● Information
● ● ● ● ● ● ●

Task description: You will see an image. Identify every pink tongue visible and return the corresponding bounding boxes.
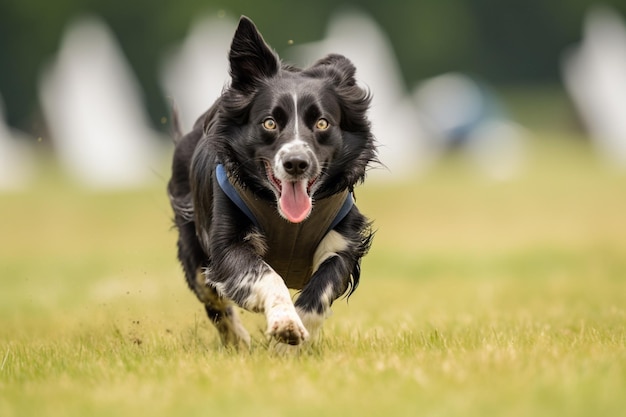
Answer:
[279,180,312,223]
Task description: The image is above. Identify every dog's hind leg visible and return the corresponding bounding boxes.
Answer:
[206,304,250,348]
[196,271,251,349]
[176,220,250,349]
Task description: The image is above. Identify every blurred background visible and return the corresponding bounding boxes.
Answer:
[2,5,626,414]
[2,0,626,187]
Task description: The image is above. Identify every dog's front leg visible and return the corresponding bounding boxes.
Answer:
[294,230,361,341]
[248,269,310,345]
[207,248,309,346]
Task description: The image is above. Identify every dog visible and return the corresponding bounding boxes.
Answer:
[168,16,376,348]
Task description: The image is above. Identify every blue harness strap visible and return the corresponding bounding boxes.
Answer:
[329,191,354,231]
[216,164,261,229]
[216,164,352,233]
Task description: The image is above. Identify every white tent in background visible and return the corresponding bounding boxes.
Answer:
[562,6,626,167]
[39,16,161,189]
[160,15,236,134]
[0,95,34,190]
[289,10,434,179]
[413,73,527,181]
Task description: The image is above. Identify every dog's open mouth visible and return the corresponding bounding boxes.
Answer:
[265,163,317,223]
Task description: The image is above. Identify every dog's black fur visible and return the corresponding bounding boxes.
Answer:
[168,16,376,347]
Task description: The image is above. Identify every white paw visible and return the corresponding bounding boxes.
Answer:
[266,306,310,345]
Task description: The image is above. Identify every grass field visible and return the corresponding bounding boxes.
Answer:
[1,137,625,416]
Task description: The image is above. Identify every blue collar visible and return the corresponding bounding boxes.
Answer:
[216,164,353,232]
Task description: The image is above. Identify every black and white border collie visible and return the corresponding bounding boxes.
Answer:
[168,16,376,349]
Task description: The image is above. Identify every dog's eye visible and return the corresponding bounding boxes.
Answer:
[315,118,330,130]
[262,118,277,131]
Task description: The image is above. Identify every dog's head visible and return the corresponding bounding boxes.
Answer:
[211,16,376,223]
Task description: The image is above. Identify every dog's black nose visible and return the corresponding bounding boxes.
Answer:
[283,156,309,176]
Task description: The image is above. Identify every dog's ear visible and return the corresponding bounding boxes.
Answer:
[309,53,371,135]
[229,16,279,92]
[312,54,358,87]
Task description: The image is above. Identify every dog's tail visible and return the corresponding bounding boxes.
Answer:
[169,99,184,144]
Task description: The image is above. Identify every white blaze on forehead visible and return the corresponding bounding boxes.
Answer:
[293,93,300,140]
[273,92,310,179]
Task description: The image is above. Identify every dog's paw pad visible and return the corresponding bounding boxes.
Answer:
[267,309,309,345]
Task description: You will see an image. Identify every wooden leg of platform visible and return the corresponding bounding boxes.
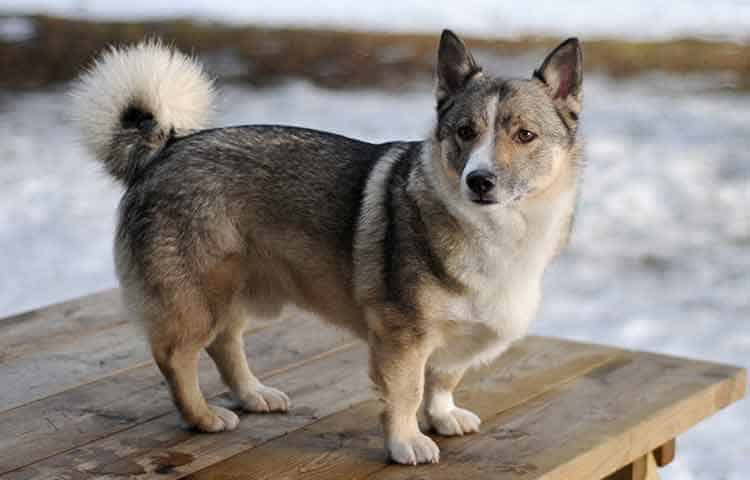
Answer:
[604,452,660,480]
[653,439,676,467]
[641,453,661,480]
[604,438,676,480]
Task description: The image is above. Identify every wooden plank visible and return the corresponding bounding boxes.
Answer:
[0,290,125,357]
[537,358,744,480]
[0,314,355,475]
[188,345,744,480]
[4,292,742,480]
[0,289,290,412]
[3,343,370,479]
[367,351,745,479]
[0,322,150,412]
[0,290,130,410]
[185,336,622,480]
[2,336,615,479]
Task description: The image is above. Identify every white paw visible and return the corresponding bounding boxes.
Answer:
[428,407,481,436]
[387,432,440,465]
[195,405,240,432]
[239,384,290,413]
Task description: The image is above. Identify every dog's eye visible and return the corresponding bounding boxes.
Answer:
[457,125,478,142]
[515,129,537,144]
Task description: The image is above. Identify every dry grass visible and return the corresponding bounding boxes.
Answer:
[1,15,748,90]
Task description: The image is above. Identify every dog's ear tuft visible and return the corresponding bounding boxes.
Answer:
[436,30,482,105]
[534,38,583,122]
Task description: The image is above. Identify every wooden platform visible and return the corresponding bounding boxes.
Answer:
[0,290,745,479]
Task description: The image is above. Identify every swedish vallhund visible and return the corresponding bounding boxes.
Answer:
[72,30,583,465]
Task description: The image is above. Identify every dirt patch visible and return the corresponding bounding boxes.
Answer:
[1,15,749,90]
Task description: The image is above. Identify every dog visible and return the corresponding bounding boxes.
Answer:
[71,30,583,465]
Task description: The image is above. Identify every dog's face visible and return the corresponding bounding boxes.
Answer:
[432,31,582,207]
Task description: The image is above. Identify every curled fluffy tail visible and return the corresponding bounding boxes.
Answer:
[71,40,215,186]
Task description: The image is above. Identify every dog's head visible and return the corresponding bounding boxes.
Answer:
[431,30,582,208]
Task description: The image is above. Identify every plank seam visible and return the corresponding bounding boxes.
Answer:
[0,339,360,475]
[183,349,627,479]
[0,319,292,416]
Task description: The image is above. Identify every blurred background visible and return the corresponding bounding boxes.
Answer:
[0,2,748,478]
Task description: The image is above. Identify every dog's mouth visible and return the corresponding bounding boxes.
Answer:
[468,191,526,207]
[470,195,498,205]
[466,188,499,205]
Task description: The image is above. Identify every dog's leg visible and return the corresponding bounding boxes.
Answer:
[152,334,240,433]
[369,328,439,465]
[147,292,240,433]
[206,325,290,413]
[424,367,481,436]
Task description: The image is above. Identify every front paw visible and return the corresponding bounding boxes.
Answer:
[192,405,240,433]
[238,384,290,413]
[387,432,440,465]
[428,407,481,436]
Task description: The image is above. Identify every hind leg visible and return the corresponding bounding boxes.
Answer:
[150,304,239,432]
[206,302,290,413]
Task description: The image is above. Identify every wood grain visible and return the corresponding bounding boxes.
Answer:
[0,290,133,411]
[3,343,370,479]
[368,352,745,479]
[186,336,622,480]
[1,291,745,480]
[0,290,121,352]
[0,314,355,475]
[0,290,292,412]
[187,345,744,480]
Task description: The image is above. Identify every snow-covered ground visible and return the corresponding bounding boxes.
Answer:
[1,52,748,478]
[3,0,750,43]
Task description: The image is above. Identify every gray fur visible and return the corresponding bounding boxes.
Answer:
[76,30,584,465]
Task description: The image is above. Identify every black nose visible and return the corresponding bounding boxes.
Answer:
[466,169,497,195]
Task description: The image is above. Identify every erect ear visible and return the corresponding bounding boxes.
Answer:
[534,38,583,120]
[436,30,482,106]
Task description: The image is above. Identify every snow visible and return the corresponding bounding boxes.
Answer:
[0,16,35,42]
[2,0,750,42]
[0,58,748,478]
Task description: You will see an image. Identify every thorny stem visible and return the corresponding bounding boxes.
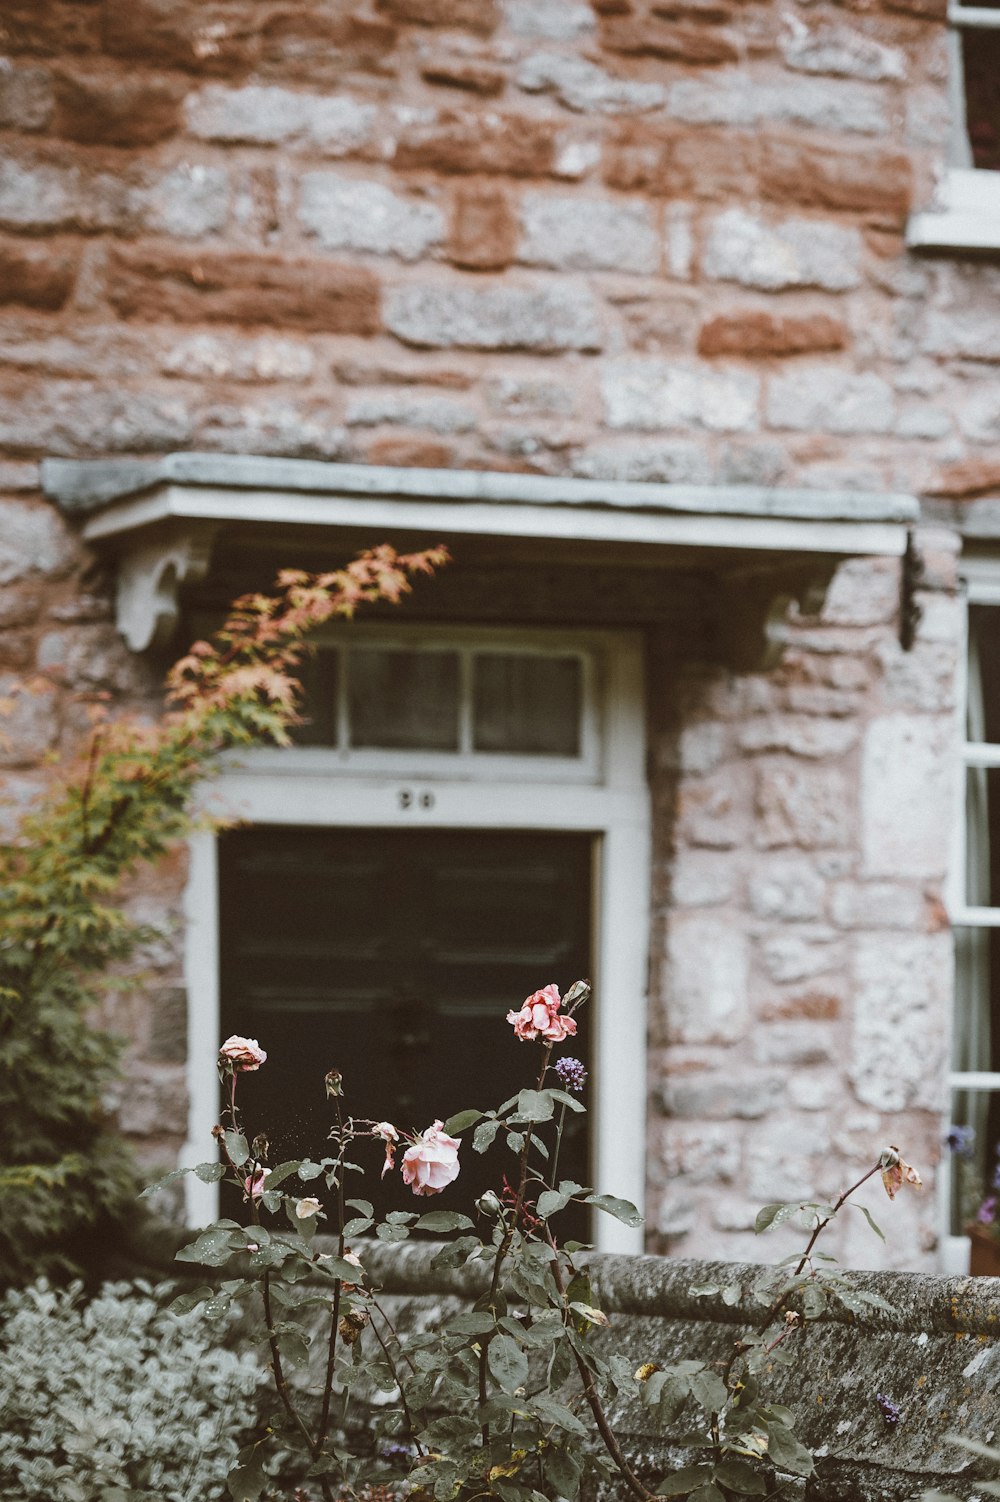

● ● ● ● ● ● ●

● Exercise objective
Across the material, report every line that has the word "wooden".

● Task solution
Task description: You will see an image. Identify every wooden leg of platform visible and return the corresponding bounding boxes.
Task description: The image is above. Identify every wooden plank visible and return the corresponding bounding boxes.
Task description: The image is above. Identify every wooden platform visible and return the corresponding bounding boxes.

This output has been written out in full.